**AIM**
Rewrite every line of the rows below, swapping "instance" for "occurrence" and keeping everything else the same. Leave the pictures out of your answer.

-- START OF RECORD SET --

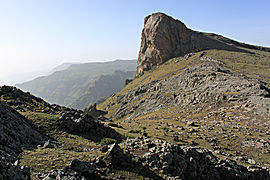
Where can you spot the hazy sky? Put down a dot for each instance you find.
(38, 35)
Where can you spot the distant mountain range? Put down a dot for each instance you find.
(78, 85)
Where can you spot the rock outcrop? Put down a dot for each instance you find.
(24, 101)
(16, 133)
(205, 83)
(87, 124)
(164, 38)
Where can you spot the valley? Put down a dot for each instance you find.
(198, 108)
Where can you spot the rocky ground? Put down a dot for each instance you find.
(157, 159)
(16, 133)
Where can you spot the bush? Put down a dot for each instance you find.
(114, 125)
(135, 131)
(106, 141)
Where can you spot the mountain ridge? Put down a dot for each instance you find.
(164, 37)
(65, 87)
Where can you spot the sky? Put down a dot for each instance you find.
(38, 35)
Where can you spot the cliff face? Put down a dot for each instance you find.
(164, 37)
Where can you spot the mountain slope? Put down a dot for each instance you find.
(164, 37)
(206, 99)
(215, 96)
(103, 87)
(65, 87)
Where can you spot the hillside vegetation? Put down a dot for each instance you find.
(214, 99)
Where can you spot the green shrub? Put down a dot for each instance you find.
(114, 125)
(135, 131)
(106, 141)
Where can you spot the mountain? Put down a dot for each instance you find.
(62, 67)
(66, 87)
(201, 115)
(215, 96)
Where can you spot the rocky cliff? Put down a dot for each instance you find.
(164, 37)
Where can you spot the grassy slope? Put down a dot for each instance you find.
(171, 123)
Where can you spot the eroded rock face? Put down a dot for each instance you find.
(16, 133)
(164, 37)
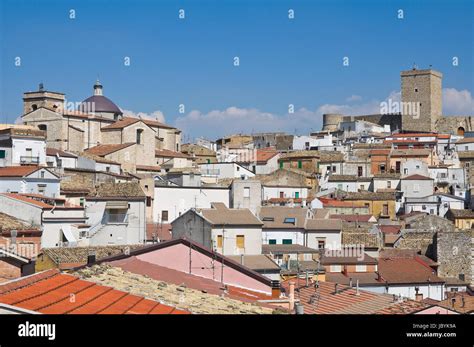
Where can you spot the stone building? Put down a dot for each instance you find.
(453, 253)
(97, 121)
(420, 109)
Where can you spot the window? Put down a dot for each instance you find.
(321, 244)
(116, 215)
(41, 188)
(139, 136)
(240, 241)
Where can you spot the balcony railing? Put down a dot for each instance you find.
(29, 160)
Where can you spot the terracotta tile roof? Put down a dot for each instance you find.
(102, 150)
(50, 292)
(221, 215)
(257, 262)
(78, 255)
(158, 232)
(279, 214)
(457, 213)
(324, 224)
(406, 270)
(352, 217)
(27, 200)
(126, 121)
(118, 190)
(417, 178)
(54, 152)
(148, 168)
(166, 153)
(342, 178)
(324, 299)
(18, 171)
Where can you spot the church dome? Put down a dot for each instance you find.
(99, 103)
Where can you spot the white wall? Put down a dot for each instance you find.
(177, 200)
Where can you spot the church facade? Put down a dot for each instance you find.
(95, 123)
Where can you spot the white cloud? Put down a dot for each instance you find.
(155, 115)
(457, 102)
(354, 98)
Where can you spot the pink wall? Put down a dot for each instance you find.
(176, 257)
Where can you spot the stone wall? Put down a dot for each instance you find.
(454, 254)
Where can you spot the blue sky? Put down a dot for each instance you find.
(190, 61)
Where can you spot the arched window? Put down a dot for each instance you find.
(139, 136)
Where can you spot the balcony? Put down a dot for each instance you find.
(26, 160)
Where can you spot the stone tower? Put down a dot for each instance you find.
(421, 105)
(43, 98)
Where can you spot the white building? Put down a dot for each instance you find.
(22, 145)
(29, 180)
(215, 171)
(170, 201)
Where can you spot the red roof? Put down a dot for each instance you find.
(50, 292)
(170, 154)
(136, 266)
(18, 171)
(28, 200)
(417, 178)
(102, 150)
(160, 232)
(352, 217)
(126, 121)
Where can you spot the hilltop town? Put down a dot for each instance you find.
(373, 214)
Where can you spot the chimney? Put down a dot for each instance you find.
(91, 258)
(292, 295)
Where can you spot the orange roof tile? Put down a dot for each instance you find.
(50, 292)
(28, 200)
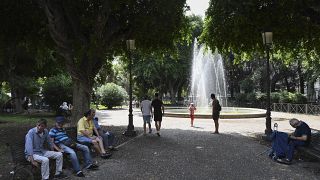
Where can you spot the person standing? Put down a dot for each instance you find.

-- END OF RECORD SET --

**EXERCISE SOLUTION**
Where can you spot the hazy sky? Put down a dot for each occurrence you find.
(38, 35)
Where can you spot the distant mountain range? Put down a dot for each occurrence you find.
(78, 85)
Where can you spot the rock outcrop? Put down a dot for each occurrence you find.
(24, 101)
(16, 133)
(205, 83)
(87, 124)
(164, 38)
Where can you spot the valley? Put down a dot for each occurrence you find.
(198, 108)
Where can you spot the rocky ground? Put down a dot for each occurrence you find.
(157, 159)
(16, 133)
Where can you spot the bush? Put down a dot for each occurrence you find.
(114, 125)
(135, 131)
(106, 141)
Where can you spot the mountain ridge? Put down a dot for each occurrence you find.
(164, 37)
(65, 87)
Where can you spot the sky? Put down a dot for each occurrence you find.
(38, 35)
Where can you spot the cliff face? Put down a dot for each occurrence you find.
(164, 37)
Where can you spot the mountain slope? Put down a dot for each occurrence you find.
(164, 37)
(206, 99)
(215, 96)
(103, 87)
(65, 87)
Where can you spot the hillside vegetation? Put down a dot for each occurrence you find.
(214, 99)
Where can you spot the green shrub? Put down a dot for each occurrence you find.
(114, 125)
(135, 131)
(106, 141)
Where can you spot the mountain? Put down a dot for each occurrence you find.
(62, 67)
(66, 87)
(201, 115)
(215, 96)
Where can you spot the rocky cliff? Put down a dot for each occurrence you find.
(164, 37)
Where can you spot the grassy slope? Put down a dot for each occurrence you find.
(171, 123)
Where can you spot the eroded rock face? Put down a dot for each occurrence you find.
(16, 133)
(164, 37)
Where can you spot the stone building? Put down a dot for each occurrence you find.
(453, 253)
(97, 121)
(420, 109)
Where can you spot the window? Put down a dot for each occurrence you find.
(321, 244)
(116, 215)
(41, 188)
(139, 136)
(240, 241)
Where can you spot the balcony railing? Put down a dot for each occurrence you find.
(29, 160)
Where can you spot the terracotta tile roof? Put down a dot for each occurrence you find.
(102, 150)
(50, 292)
(221, 215)
(257, 262)
(78, 255)
(158, 232)
(279, 214)
(457, 213)
(324, 224)
(406, 270)
(352, 217)
(27, 200)
(126, 121)
(118, 190)
(417, 178)
(54, 152)
(148, 168)
(166, 153)
(342, 178)
(324, 299)
(18, 171)
Where can you spot the church dome? Put down a dot for each occurrence you find.
(99, 103)
Where can you spot the white wall? Put down a dot for each occurrence you find.
(177, 200)
Where can you spot the church facade? Put down a dot for each occurrence you find.
(95, 123)
Where can you spot the white cloud? Put down a dot for each occurrence you find.
(155, 115)
(457, 102)
(354, 98)
Where can you spot the pink wall? Put down a dot for each occurrence you find.
(176, 257)
Where can you spot the stone wall? Put down a dot for each occurrence you find.
(454, 254)
Where can you spot the blue sky? Put down a dot for each occurrence you find.
(190, 61)
Where can you spot the arched window? Put down a dot for each occurrence you find.
(139, 136)
Where can you spot the balcony? Put down a dot for each occurrence you find.
(26, 160)
Where can you spot the stone tower? Put down a dot for each occurrence you find.
(421, 105)
(43, 98)
Where can you spot the white building? Put down a dot for each occurrence you find.
(22, 145)
(29, 180)
(215, 171)
(170, 201)
Where can you spot the red roof? Put down a dot for each occurrence you find.
(50, 292)
(170, 154)
(136, 266)
(18, 171)
(28, 200)
(417, 178)
(102, 150)
(160, 232)
(352, 217)
(126, 121)
Where can you spot the hilltop town? Put down a dot for each occurrence you find.
(373, 214)
Where can you spot the chimney? Put down a dot for each occurrence you find.
(91, 258)
(292, 295)
Where can you spot the orange roof tile? Put down a dot for each occurrence you find.
(50, 292)
(28, 200)
Where can you spot the person standing? Put down a dot for each occurrence you find.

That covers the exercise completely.